(Excerpts of pointing data)
↓↓↓

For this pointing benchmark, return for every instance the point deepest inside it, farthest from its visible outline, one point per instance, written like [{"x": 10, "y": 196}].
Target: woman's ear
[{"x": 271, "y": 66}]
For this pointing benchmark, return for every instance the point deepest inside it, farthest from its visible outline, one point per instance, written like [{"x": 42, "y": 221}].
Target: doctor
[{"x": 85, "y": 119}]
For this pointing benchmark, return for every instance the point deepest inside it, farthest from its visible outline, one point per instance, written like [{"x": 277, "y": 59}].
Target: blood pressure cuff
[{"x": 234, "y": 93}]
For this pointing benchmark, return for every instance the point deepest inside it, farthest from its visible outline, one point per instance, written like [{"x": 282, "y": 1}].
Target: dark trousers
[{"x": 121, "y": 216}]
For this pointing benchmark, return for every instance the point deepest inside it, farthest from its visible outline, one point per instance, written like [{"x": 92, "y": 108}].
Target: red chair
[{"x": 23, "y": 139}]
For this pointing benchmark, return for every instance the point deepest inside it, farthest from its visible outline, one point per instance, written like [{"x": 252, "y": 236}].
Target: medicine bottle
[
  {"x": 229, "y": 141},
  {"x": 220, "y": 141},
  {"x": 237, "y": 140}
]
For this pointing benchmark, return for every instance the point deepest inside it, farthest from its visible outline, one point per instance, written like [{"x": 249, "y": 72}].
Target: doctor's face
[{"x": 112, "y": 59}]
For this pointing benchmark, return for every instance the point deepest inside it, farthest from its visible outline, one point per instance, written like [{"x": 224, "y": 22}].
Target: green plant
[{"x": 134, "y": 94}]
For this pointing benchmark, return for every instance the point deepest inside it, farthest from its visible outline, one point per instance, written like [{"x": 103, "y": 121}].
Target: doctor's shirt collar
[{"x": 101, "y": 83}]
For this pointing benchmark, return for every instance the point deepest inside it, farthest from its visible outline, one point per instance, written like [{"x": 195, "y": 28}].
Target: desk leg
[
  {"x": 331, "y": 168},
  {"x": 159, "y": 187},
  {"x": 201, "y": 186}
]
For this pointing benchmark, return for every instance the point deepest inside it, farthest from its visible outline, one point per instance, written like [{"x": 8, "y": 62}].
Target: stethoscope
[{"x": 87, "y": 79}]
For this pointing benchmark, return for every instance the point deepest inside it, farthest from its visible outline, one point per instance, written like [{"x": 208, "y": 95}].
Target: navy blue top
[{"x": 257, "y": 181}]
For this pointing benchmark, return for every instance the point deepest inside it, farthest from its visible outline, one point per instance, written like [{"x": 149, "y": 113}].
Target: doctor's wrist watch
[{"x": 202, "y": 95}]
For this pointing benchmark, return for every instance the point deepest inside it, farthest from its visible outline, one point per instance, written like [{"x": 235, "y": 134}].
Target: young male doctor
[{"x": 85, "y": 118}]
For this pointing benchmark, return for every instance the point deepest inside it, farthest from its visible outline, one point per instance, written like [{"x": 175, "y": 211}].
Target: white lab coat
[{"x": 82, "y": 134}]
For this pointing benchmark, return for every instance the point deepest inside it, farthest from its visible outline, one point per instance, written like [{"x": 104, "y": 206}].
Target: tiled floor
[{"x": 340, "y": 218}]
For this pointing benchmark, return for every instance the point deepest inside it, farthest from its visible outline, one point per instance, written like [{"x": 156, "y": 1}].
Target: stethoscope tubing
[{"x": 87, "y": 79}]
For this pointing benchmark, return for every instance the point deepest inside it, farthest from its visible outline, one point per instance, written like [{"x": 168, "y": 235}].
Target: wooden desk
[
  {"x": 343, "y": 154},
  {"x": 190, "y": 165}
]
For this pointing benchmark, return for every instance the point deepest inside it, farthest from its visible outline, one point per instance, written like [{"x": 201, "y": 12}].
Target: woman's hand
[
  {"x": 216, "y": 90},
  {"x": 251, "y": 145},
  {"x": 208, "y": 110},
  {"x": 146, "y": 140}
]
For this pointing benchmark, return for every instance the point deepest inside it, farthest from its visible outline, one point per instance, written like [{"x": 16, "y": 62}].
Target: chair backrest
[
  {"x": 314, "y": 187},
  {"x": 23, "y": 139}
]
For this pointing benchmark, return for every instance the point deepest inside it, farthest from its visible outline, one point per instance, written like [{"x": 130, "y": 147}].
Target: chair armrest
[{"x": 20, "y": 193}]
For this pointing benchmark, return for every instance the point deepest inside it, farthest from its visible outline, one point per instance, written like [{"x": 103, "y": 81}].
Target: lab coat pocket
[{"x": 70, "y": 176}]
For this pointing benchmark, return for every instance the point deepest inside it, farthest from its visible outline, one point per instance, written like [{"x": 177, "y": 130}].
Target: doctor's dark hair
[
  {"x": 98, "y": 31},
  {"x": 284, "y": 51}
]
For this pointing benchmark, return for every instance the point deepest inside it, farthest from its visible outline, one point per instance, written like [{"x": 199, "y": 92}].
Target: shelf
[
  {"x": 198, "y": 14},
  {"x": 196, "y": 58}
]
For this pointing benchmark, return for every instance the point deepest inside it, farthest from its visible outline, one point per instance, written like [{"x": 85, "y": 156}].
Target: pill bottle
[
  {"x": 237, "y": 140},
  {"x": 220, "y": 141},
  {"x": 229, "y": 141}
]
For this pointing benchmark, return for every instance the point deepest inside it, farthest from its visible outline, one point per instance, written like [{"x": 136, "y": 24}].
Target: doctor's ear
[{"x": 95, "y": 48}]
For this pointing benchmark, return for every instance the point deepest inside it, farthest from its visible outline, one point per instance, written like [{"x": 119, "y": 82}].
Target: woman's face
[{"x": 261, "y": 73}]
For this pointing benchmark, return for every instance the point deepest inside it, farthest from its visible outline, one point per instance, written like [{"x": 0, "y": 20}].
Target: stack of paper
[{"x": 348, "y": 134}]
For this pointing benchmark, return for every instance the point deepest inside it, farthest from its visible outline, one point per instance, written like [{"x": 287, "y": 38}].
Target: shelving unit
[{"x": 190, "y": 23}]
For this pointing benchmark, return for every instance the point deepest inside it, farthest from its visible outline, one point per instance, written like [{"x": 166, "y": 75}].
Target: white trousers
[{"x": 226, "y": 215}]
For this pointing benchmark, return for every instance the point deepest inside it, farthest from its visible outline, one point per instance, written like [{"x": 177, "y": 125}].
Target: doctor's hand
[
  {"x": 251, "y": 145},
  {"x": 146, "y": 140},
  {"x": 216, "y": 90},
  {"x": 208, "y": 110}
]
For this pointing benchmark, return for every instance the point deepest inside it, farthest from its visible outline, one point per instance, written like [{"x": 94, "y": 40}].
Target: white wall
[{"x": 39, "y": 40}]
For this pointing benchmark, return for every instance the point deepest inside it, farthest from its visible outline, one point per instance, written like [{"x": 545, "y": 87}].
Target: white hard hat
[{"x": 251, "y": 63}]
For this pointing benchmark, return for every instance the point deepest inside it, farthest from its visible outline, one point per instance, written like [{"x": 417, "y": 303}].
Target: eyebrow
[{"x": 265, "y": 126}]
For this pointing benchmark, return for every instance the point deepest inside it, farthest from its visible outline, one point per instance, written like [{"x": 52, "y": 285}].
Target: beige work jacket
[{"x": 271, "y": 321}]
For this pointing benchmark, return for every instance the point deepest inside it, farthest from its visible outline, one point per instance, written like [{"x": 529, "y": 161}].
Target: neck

↑↑↑

Output the entries exactly.

For this pointing benchmark, return for every instance the point deepest inside it, farthest from its visible outline, one point per instance, written like [{"x": 10, "y": 196}].
Target: woman's ear
[{"x": 271, "y": 66}]
For this pointing benchmark, return for every instance the point deepest inside it, farthest from its visible outline, one point per instance, written like [{"x": 42, "y": 221}].
Target: doctor
[{"x": 85, "y": 119}]
For this pointing benchmark, return for every instance the point deepest inside it, farthest from its visible outline, one point per instance, written like [{"x": 277, "y": 59}].
Target: blood pressure cuff
[{"x": 234, "y": 93}]
For this pointing benchmark, return for every instance the point deepest inside it, farthest from its visible outline, one point per instance, written like [{"x": 282, "y": 1}].
Target: dark trousers
[{"x": 121, "y": 216}]
For this pointing benchmark, return for every instance the point deepest inside it, farthest from its visible outline, one point per instance, written like [{"x": 92, "y": 108}].
Target: red chair
[{"x": 23, "y": 139}]
For this pointing benchmark, return for every instance the point deepest inside it, farthest from its visible outline, one point per instance, written like [{"x": 252, "y": 236}].
Target: medicine bottle
[
  {"x": 229, "y": 141},
  {"x": 220, "y": 141},
  {"x": 237, "y": 140}
]
For this pointing benchmark, return for every instance the point deepest inside it, farthest from its visible outline, one point per instance, written like [{"x": 249, "y": 72}].
Target: doctor's face
[{"x": 112, "y": 59}]
For this pointing benchmark, return for every instance the point deepest inside it, farthest from its visible outline, one point per instance, written like [{"x": 224, "y": 22}].
Target: green plant
[{"x": 134, "y": 94}]
For this pointing benchmark, return for every instance the point deepest inside it, farthest from its visible outline, one point per instance, written like [{"x": 103, "y": 121}].
Target: doctor's shirt collar
[{"x": 101, "y": 83}]
For this pointing benchmark, return for every instance the point deepest inside it, farthest from its visible outline, one point per instance, written like [{"x": 195, "y": 28}].
Target: desk leg
[
  {"x": 331, "y": 168},
  {"x": 159, "y": 187},
  {"x": 201, "y": 186}
]
For this pointing benchmark, return for every instance the point deepest inside it, farthest from its visible outline, one point per instance, written like [{"x": 8, "y": 62}].
Target: stethoscope
[{"x": 87, "y": 79}]
For this pointing benchmark, return for every instance the point deepest inside it, farthest from its visible outline, one point per instance, written like [{"x": 208, "y": 95}].
Target: navy blue top
[{"x": 257, "y": 181}]
For this pointing benchmark, return for every instance the point deepest inside it, farthest from its visible outline, one point per instance, written like [{"x": 149, "y": 113}].
Target: doctor's wrist watch
[{"x": 202, "y": 95}]
For this pointing benchmark, return for every instance the point deepest inside it, farthest from its visible outline, one point per instance, written like [{"x": 235, "y": 134}].
Target: young male doctor
[{"x": 85, "y": 118}]
For this pointing benchmark, return for every instance the point deepest inside it, farthest from its visible outline, one point per instance, written like [{"x": 175, "y": 211}].
Target: white lab coat
[{"x": 82, "y": 134}]
For this pointing benchmark, return for every instance the point deepest inside it, farthest from its visible outline, one point per instance, written like [{"x": 104, "y": 206}].
Target: tiled floor
[{"x": 340, "y": 218}]
For this pointing benchmark, return for every instance the point deepest inside it, farthest from its visible outline, one point per instance, written like [{"x": 156, "y": 1}].
Target: stethoscope tubing
[{"x": 87, "y": 79}]
For this pointing benchmark, return for every instance the point deepest inside it, farthest from its visible outline, one point per instance, written like [{"x": 168, "y": 235}].
Target: wooden desk
[
  {"x": 343, "y": 154},
  {"x": 190, "y": 165}
]
For this pointing benchmark, return for every instance the point deepest inside it, farthest from its visible outline, one point per instance, written like [{"x": 201, "y": 12}].
Target: woman's hand
[
  {"x": 216, "y": 90},
  {"x": 251, "y": 145},
  {"x": 208, "y": 110},
  {"x": 146, "y": 140}
]
For this pointing benchmark, return for every instance the point deepest inside it, farthest from its visible outline, one point per instance, written like [{"x": 16, "y": 62}].
Target: chair backrest
[
  {"x": 314, "y": 187},
  {"x": 23, "y": 139}
]
For this pointing benchmark, return for every instance the point deepest inside it, farthest from its visible outline, one point per instance, written like [{"x": 130, "y": 147}].
Target: chair armrest
[{"x": 20, "y": 193}]
For this pointing benchmark, return for every instance the point deepest inside it, farthest from its visible outline, one point per instance, written like [{"x": 103, "y": 81}].
Target: lab coat pocket
[{"x": 70, "y": 176}]
For this pointing benchmark, return for every instance the point deepest inside it, farthest from its visible outline, one point per instance, written like [{"x": 177, "y": 130}].
Target: doctor's dark hair
[
  {"x": 98, "y": 31},
  {"x": 284, "y": 51}
]
For this pointing benchmark, return for every instance the point deepest inside it, farthest from its visible outline, one point per instance, written like [{"x": 199, "y": 92}].
Target: shelf
[
  {"x": 198, "y": 14},
  {"x": 196, "y": 58}
]
For this pointing benchmark, return for every instance the point deepest inside it, farthest from its visible outline, one point per instance, written like [{"x": 85, "y": 156}].
Target: pill bottle
[
  {"x": 237, "y": 140},
  {"x": 220, "y": 141},
  {"x": 229, "y": 141}
]
For this pointing benchmark, return for every instance the point deepest inside it, farthest from its visible outline, one point per instance, written like [{"x": 136, "y": 24}].
Target: doctor's ear
[{"x": 95, "y": 48}]
For this pointing benchmark, return for every instance the point deepest inside it, farthest from its visible outline, one point per instance, written like [{"x": 119, "y": 82}].
Target: woman's face
[{"x": 261, "y": 73}]
For this pointing benchmark, return for every instance the point deepest inside it, farthest from its visible outline, one point per instance, written like [{"x": 0, "y": 20}].
Target: stack of paper
[{"x": 348, "y": 134}]
For this pointing benchmark, return for every instance the point deepest inside it, farthest from its visible outline, one point per instance, written like [{"x": 287, "y": 38}].
Target: shelving unit
[{"x": 190, "y": 23}]
For this pointing benchmark, return for every instance the point deepest inside it, farthest from its visible outline, one point per instance, written like [{"x": 166, "y": 75}].
Target: white trousers
[{"x": 226, "y": 215}]
For this pointing benchmark, return for every instance the point deepest inside it, farthest from its visible outline, one point per instance, written like [{"x": 177, "y": 125}].
Target: doctor's hand
[
  {"x": 251, "y": 145},
  {"x": 146, "y": 140},
  {"x": 216, "y": 90},
  {"x": 208, "y": 110}
]
For this pointing benchmark, return for every instance the point deepest inside it, farthest from its visible outline, one point per instance, written like [{"x": 94, "y": 40}].
Target: white wall
[{"x": 39, "y": 40}]
For this pointing benchmark, return for every instance the point deepest inside it, farthest from its visible outline, one point per instance, written like [{"x": 545, "y": 87}].
Target: white hard hat
[{"x": 251, "y": 63}]
For this pointing benchmark, return for every instance the point deepest inside it, farthest from its visible outline, one point per instance, written like [{"x": 417, "y": 303}].
Target: eyebrow
[{"x": 265, "y": 126}]
For this pointing benchmark, return for every instance the point deepest inside it, farthest from its visible outline, one point per instance, written like [{"x": 52, "y": 285}].
Target: beige work jacket
[{"x": 271, "y": 321}]
For this pointing benchmark, return for every instance the point deepest inside it, farthest from its visible outline, one point per instance, written like [{"x": 529, "y": 161}].
Target: neck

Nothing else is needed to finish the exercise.